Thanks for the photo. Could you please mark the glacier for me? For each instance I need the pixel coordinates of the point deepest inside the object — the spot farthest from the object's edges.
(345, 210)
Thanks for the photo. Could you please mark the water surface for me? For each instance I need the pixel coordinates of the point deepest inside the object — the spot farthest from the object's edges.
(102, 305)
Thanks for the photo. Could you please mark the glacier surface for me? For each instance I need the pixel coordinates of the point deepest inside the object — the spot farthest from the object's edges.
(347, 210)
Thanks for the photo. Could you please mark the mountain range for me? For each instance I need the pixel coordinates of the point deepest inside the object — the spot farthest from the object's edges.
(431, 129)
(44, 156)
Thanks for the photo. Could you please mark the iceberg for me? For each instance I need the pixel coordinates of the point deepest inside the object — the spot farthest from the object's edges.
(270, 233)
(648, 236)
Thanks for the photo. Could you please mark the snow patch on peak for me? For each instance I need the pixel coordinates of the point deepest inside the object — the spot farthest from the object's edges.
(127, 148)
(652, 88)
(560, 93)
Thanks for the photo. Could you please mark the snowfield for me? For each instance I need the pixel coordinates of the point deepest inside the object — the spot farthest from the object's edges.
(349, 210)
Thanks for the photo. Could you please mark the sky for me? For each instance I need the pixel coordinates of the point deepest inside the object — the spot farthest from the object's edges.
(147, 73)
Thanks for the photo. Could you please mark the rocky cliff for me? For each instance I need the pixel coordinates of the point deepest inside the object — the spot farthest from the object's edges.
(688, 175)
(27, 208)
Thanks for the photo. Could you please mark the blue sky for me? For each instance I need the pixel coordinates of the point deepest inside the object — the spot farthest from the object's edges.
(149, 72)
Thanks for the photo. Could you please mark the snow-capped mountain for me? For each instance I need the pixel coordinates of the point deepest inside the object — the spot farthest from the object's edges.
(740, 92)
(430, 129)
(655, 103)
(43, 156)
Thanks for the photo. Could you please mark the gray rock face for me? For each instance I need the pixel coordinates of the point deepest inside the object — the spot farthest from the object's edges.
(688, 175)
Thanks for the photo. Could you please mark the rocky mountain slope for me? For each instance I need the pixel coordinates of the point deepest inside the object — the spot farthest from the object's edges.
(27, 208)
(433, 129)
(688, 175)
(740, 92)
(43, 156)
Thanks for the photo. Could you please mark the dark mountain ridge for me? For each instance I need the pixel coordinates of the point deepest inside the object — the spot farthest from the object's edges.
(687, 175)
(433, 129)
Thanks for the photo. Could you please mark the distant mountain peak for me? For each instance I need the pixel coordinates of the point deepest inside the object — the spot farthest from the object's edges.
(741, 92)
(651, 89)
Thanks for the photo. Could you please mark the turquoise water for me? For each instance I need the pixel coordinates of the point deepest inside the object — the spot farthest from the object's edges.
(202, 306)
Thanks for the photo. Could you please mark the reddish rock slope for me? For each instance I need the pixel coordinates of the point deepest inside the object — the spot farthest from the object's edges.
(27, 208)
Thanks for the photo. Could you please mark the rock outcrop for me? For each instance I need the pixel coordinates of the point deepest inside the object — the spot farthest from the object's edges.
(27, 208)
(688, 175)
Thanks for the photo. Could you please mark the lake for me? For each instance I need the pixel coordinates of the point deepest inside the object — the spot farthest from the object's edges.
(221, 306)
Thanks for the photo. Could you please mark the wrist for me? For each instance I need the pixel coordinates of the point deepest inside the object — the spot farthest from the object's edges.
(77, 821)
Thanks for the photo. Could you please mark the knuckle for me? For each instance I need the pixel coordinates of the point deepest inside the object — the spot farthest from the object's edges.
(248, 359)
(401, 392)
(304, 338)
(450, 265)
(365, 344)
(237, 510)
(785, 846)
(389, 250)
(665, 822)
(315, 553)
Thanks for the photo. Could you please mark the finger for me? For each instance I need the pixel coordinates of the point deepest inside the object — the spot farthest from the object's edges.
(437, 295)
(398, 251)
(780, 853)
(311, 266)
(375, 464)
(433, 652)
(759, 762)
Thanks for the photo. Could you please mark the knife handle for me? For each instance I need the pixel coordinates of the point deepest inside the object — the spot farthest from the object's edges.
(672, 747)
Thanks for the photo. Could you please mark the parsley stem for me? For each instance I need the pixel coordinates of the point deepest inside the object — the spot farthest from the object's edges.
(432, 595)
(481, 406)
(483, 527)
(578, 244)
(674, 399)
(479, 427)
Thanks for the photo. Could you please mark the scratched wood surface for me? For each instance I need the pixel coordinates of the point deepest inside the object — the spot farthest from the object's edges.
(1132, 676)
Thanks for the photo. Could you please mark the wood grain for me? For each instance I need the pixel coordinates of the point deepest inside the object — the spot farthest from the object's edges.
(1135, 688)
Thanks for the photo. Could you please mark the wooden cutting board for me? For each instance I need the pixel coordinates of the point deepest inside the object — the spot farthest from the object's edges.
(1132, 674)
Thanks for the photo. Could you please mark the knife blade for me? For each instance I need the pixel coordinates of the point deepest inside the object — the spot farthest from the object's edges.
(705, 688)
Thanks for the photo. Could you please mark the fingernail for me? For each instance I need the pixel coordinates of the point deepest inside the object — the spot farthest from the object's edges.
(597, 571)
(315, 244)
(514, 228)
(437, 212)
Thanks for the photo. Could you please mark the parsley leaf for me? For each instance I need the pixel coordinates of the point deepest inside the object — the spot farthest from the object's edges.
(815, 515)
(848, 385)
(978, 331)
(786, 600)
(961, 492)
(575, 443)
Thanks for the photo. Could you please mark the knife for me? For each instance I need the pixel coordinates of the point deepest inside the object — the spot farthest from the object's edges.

What you are asked to do
Please rewrite all of the data above, changing "pixel coordinates" to "image coordinates" wherever it occurs and leaving everything else unchanged.

Result for this task
Thanks for the photo. Could you please mark the glacier for me? For each instance I need the image coordinates of the point deepest inside the object — the spot farthest from the object's edges.
(345, 210)
Thanks for the photo. Could you please mark the water surface for me? For each instance I need the image coordinates of the point deepest inside the object — the spot farthest from the object's edges.
(102, 305)
Thanks for the photo. Could you please mark the glacier surface for me? For each instance I need the image coordinates of the point deepest inside the object — the spot farthest from the object's edges.
(347, 210)
Thanks for the photo. Could you please mark the mountain range for me? For each instance I need the image coordinates of the point deepest inside the object — the spot farthest from the object's edges.
(431, 129)
(44, 156)
Thanks for the photo. Could you please mark the iceberg for me? For each instance I need the image coordinates of the point deepest inside the object — the spot farthest from the object's edges.
(270, 233)
(648, 236)
Thanks for the photo. Could you please mark the snow patch on peak for me? For each instance I need the image coordinates of the point deepest inside the object — the spot farthest from the object's edges.
(127, 148)
(652, 88)
(560, 93)
Thanks for the photo. Could you please mark the snowfield for me? For each instance I need the image coordinates of the point deepest inside the object — the spot farthest from the object's edges.
(349, 210)
Thanks for the photo. Could you please mark the sky for me? For each instance I need the image coordinates of the point deepest inside the object — the spot farthest from the object's edges.
(147, 73)
Thanks for the photo. Could you please mark the rocky cliff for me? For each instance I need the image coordinates of the point deepest inside the object — the spot farthest from the object's edges.
(688, 175)
(27, 208)
Thanks for the photo. Could you please mark the blue sky for me? For each instance I need the image coordinates of the point deepest inside the object — the spot farthest from the object's edges.
(149, 72)
Thanks for the photo. Could you please mark the snow-capped mountain for me? For each instance I need the image coordinates of the point deepest inside the object — the spot farthest from the object's edges.
(740, 92)
(430, 129)
(655, 103)
(43, 156)
Thanks for the photo. Could you please mark the gray rock face for me? For each instance I need the image coordinates of the point deepest inside the object — the spot farthest from the object's edges.
(688, 175)
Thanks for the photo. Could you please mark the rocky mountain slope for me? For each instance I need the image coordinates of the point deepest inside the object — the spot farthest from the object's edges.
(27, 208)
(433, 129)
(688, 175)
(740, 92)
(43, 156)
Thanks for the photo. Could you please mark the dark mountain ridge for me? For each instance I need the image coordinates of the point deepest inside the object — the spot farthest from the object's edges.
(687, 175)
(433, 129)
Thanks for the photo. Could you please mark the distant mountain peak for me? For each instance I need the image coordinates of the point deepest inside the object — the spot farthest from the object's edges.
(741, 92)
(651, 89)
Thanks for the photo. Could you please mark the turquoise water for me? For each instance I need the image coordinates of the point deepest inside the object — the spot farthest from the object's edges.
(202, 306)
Thanks for the photo. Could you please mark the reddish rock slope for me? For each instance I need the image coordinates of the point deepest inside the object — the spot farthest from the object's edges.
(27, 208)
Thanks for the photo. Could you please mark the rock outcrop for me? For each instance I need the image coordinates of the point deepest inside the object — the spot farthest from the object's edges.
(27, 208)
(688, 175)
Thanks for the photo. Could you please mark the lake for me? For each instance I need the image coordinates of the point deepest inside the object — the spot farthest from the object's edges.
(221, 306)
Thanks for the photo. Could you please mark the wrist for me? For each instance I need the image coordinates of the point deepest inside the object — the spot farthest from the object's edges.
(77, 821)
Thanks for the photo. Could you please mark the knuckle for me? For each instance I need the image coordinates of the point deepest inside the object — the spot farthest from the object's edges.
(248, 359)
(401, 392)
(304, 338)
(450, 265)
(365, 344)
(237, 510)
(785, 846)
(389, 250)
(665, 822)
(315, 553)
Thanks for the photo. Could you please mark the finger for me? For each instance I need the image coordinates of the point deepest inside the object — the spot farthest from the object's edges.
(437, 295)
(398, 251)
(780, 853)
(311, 266)
(375, 464)
(433, 652)
(759, 762)
Thanks for the photo. Could you please mark the knife handle for me? For each instance I need the image coordinates of the point deepest inside the object — the spot farthest from the object's edges.
(672, 747)
Thanks for the photo. Could you please mark the parsley stem for me? For each instance I need the image coordinates of the point deepest inside the object — the spot farthest from the object's edges.
(432, 595)
(481, 406)
(483, 527)
(578, 244)
(674, 399)
(479, 427)
Thanks for the photo. Could you please mark the scratched wood surface for me? For each instance I need the image coordinates of the point deepest inside the object — the spot farthest from the object's edges.
(1132, 676)
Thanks for the photo. Could you please mark the wood grain for me? For each instance I need the image coordinates of the point deepest inside the object — the spot farthest from the object's edges.
(1135, 688)
Thanks for the photo. Could you please mark the wooden cutting board for me? For each instance I need the image coordinates of the point deepest inside the object — the spot farthest from the object's edges.
(1132, 674)
Thanks for the photo. Could you please mark the knife blade for me? For each instance I need the image coordinates of the point deepest inside the object — the spot farthest from the object's edges.
(705, 688)
Thanks for the photo. Could you please mark the fingernail for me? For each instance I need the image coordinates of the point deepest inside the object — the spot farthest from the object's edges.
(597, 571)
(315, 244)
(514, 228)
(437, 212)
Thanks for the photo. Could you please mark the parsley leaf for me? For each instance I need the image coordinates of the point deepest inside the object — the spot farthest from the object's edges.
(815, 515)
(848, 385)
(978, 331)
(786, 600)
(961, 492)
(575, 443)
Thanks for the photo. Could you please mark the knife for me? For each instance I need the image coordinates of the point deepest inside the object — the spot farthest from the object's edges.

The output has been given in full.